| TEXT SHOWN |
^^^^^^^^

There goes surge pricing!


----------



## Tx rides (Sep 15, 2014)

We had some really miserable experiences with ground link, I would never recommend them to anyone. That of course is my own perspective, perhaps yours is different.


----------



## Tx rides (Sep 15, 2014)

UberCemetery said:


> *New E-Hail App In Use Among Las Vegas Limo Fleets*


The last I heard that was only good in Vegas (?)


----------



## Tx rides (Sep 15, 2014)

UberCemetery said:


> *Boston Coach *


Are. They selling their reservation system? I know that Empire CLS was supposed to be selling their Madkota, they talked a big game, I signed up for beta, it seems to have dried up


----------



## Tx rides (Sep 15, 2014)

Soto said:


> Our system was developed from the ground up. I used my own car service for beta testing. We cover no less than 9 algorithms for how reservations are handled. It's pretty rad. So far so good. We also have a live dispatcher managing the cue 24/7 for that extra human common sense.


Is the plan for them to handle dispatching of drivers in other cities? That makes my head spin!!! Hehe!

For us, we believe that the best way will be to let our drivers log on to a dispatch app, and take on-demand runs based on their availability between regular reservations. But like I said in another thread, some operators don't run their business with that much power in the drivers seat. I think any company trying to run both ways must have drivers with really good logistics sense. We are very lucky. Most of our staff our former military, they are totally on the ball.

I swear, I don't know how cab drivers handle picking someone up, and not knowing where they are taking them. My hat is off to anyone who can thrive in that environment!

^^^^^^^^

(Point-based annotation data)

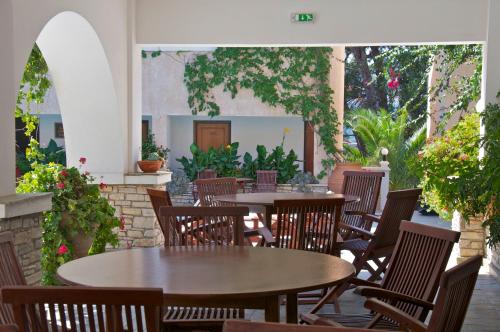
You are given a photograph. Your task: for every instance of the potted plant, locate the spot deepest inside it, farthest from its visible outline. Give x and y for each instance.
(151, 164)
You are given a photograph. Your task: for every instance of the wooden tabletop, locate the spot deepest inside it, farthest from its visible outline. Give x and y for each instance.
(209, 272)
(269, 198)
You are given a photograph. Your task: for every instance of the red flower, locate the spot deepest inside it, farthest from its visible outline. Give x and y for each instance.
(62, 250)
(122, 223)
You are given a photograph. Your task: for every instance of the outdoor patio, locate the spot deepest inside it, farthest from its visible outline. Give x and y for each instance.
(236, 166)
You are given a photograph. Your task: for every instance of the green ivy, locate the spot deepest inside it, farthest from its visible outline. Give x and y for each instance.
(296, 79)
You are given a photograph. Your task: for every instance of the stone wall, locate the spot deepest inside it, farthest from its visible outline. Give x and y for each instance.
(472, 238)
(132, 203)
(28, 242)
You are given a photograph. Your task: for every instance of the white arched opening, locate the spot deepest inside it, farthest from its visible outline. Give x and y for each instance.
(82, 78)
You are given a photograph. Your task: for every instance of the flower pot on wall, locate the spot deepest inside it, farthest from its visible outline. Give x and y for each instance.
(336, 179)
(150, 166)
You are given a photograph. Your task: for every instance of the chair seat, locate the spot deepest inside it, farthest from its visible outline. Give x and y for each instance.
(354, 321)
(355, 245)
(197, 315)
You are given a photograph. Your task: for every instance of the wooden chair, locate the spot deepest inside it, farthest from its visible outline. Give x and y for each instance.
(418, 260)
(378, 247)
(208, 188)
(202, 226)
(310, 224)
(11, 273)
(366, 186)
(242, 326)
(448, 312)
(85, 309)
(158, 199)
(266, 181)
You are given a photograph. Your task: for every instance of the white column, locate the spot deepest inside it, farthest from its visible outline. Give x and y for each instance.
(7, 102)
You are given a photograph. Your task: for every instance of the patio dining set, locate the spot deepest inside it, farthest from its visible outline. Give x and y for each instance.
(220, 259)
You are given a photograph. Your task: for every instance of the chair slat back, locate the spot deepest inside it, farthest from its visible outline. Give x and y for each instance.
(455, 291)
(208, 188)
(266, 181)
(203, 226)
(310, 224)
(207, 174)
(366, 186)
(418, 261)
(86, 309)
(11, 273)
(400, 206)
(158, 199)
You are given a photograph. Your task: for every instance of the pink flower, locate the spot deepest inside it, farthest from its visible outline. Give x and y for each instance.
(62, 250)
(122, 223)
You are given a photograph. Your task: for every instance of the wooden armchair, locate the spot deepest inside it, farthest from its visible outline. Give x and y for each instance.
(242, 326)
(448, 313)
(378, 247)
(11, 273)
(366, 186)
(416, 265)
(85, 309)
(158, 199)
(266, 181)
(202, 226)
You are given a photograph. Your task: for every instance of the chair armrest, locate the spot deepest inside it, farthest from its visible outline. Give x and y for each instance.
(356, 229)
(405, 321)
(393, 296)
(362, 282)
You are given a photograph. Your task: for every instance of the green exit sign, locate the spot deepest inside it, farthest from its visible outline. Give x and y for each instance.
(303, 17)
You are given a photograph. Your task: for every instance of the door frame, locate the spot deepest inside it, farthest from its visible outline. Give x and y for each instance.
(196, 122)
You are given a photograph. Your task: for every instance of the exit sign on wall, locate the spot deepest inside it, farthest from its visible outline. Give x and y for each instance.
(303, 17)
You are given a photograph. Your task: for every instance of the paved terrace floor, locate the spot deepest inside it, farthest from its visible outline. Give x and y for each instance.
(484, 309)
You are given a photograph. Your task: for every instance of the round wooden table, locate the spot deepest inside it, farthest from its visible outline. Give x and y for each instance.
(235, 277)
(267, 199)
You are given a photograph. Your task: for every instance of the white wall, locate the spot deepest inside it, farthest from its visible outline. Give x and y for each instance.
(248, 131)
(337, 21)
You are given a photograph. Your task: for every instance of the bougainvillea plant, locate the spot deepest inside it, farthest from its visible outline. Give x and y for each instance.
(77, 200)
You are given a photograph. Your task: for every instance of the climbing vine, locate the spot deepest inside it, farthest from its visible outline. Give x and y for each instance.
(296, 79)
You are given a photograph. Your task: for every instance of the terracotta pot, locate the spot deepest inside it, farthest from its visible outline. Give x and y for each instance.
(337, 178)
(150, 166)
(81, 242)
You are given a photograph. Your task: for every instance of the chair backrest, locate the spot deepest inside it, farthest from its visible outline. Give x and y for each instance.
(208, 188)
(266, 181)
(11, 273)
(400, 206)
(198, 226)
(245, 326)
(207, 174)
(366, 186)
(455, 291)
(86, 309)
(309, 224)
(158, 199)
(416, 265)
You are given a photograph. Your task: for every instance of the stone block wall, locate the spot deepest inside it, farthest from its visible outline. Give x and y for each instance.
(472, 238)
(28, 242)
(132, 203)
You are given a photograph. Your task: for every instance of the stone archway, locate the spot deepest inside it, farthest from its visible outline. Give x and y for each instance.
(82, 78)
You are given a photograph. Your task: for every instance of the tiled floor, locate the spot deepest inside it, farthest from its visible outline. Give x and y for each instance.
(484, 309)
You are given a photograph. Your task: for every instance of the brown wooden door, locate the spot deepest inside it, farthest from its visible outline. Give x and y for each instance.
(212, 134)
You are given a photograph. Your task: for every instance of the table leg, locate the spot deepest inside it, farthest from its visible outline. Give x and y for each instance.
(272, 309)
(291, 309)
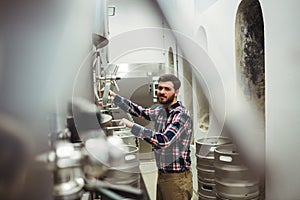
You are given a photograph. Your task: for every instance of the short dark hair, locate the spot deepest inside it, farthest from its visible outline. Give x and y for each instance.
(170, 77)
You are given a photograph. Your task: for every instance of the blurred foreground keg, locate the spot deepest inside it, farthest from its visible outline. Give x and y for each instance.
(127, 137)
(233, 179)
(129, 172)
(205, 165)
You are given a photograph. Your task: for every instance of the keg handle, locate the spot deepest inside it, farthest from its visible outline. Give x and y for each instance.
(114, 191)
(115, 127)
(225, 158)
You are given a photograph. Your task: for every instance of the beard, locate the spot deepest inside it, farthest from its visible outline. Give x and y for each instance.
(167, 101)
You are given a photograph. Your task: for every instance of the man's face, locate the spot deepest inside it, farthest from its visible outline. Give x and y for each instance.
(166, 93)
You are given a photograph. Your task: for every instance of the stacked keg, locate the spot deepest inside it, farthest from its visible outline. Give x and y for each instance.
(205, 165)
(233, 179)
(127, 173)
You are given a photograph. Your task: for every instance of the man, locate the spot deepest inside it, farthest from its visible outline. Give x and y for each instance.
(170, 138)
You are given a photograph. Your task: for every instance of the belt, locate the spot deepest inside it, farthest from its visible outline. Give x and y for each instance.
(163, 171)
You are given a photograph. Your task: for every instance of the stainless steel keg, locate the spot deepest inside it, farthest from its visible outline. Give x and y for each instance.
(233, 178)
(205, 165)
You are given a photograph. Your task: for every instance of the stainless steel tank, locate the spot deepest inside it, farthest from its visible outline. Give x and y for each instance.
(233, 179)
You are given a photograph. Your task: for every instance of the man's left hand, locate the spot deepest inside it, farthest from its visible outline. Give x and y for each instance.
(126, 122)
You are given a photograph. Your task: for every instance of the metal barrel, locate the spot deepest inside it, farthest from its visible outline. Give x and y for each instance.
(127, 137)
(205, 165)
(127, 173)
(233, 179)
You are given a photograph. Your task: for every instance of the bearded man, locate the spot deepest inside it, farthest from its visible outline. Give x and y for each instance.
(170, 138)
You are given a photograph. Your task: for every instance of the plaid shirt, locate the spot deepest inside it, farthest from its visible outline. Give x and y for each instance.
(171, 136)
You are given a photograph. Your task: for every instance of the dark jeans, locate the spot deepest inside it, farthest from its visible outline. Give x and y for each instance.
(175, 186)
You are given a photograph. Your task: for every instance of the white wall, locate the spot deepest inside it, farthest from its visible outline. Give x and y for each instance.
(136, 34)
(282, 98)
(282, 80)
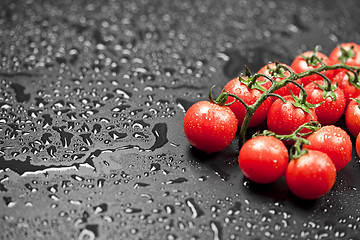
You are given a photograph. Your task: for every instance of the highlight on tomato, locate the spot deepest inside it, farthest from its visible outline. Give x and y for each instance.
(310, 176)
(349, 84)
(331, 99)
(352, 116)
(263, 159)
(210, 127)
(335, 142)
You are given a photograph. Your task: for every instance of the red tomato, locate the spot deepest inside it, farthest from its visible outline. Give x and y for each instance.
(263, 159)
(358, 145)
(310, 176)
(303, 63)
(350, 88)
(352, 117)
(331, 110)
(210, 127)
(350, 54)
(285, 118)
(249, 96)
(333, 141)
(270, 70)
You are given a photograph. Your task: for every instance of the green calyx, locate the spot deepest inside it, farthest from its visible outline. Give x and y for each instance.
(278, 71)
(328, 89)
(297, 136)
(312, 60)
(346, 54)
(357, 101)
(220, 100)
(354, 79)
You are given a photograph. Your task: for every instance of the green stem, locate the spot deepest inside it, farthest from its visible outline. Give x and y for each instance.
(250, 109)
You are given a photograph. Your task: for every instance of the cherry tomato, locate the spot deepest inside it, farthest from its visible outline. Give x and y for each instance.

^^^^^^^^

| INSTRUCTIONS |
A – In the forum thread about car services, what reason does the quoted post give for having a live dispatcher manage reservations around the clock?
B – Continue the forum thread about car services and on-demand rides after its last post.

| OUTPUTS BY TASK |
A – The live dispatcher is there to add extra human common sense to the way the system handles reservations.

B –
----------



## Soto (Sep 27, 2014)

Definitely going to other cities, and will also be available as a white label for other certain fleets as well. 

I totally get what you're saying. We actually have a couple day guys that prefer to take the bulk of the reservations out of the system, then login in between as you were saying. I like to give the drivers the option for sure. Did you say you are in Austin?


----------



## Tx rides (Sep 15, 2014)

Yes (I've emailed you today!!)


----------



## UberCemetery (Sep 4, 2014)

Tx rides said:


> The last I heard that was only good in Vegas (?)


Yes Vegas only for now. Per the website tapping into more cities soon.

http://ridegenie.com/

*Nine companies get OK to charge for Ride Genie*

*http://www.reviewjournal.com/news/traffic-transportation/nine-companies-get-ok-charge-ride-genie*


----------



## UberCemetery (Sep 4, 2014)

*Harrison Global Buys Boston Coach From Fidelity*
*
http://www.lctmag.com/operations/news/42293/harrison-global-buys-boston-coach-from-fidelity*


----------



## Tx rides (Sep 15, 2014)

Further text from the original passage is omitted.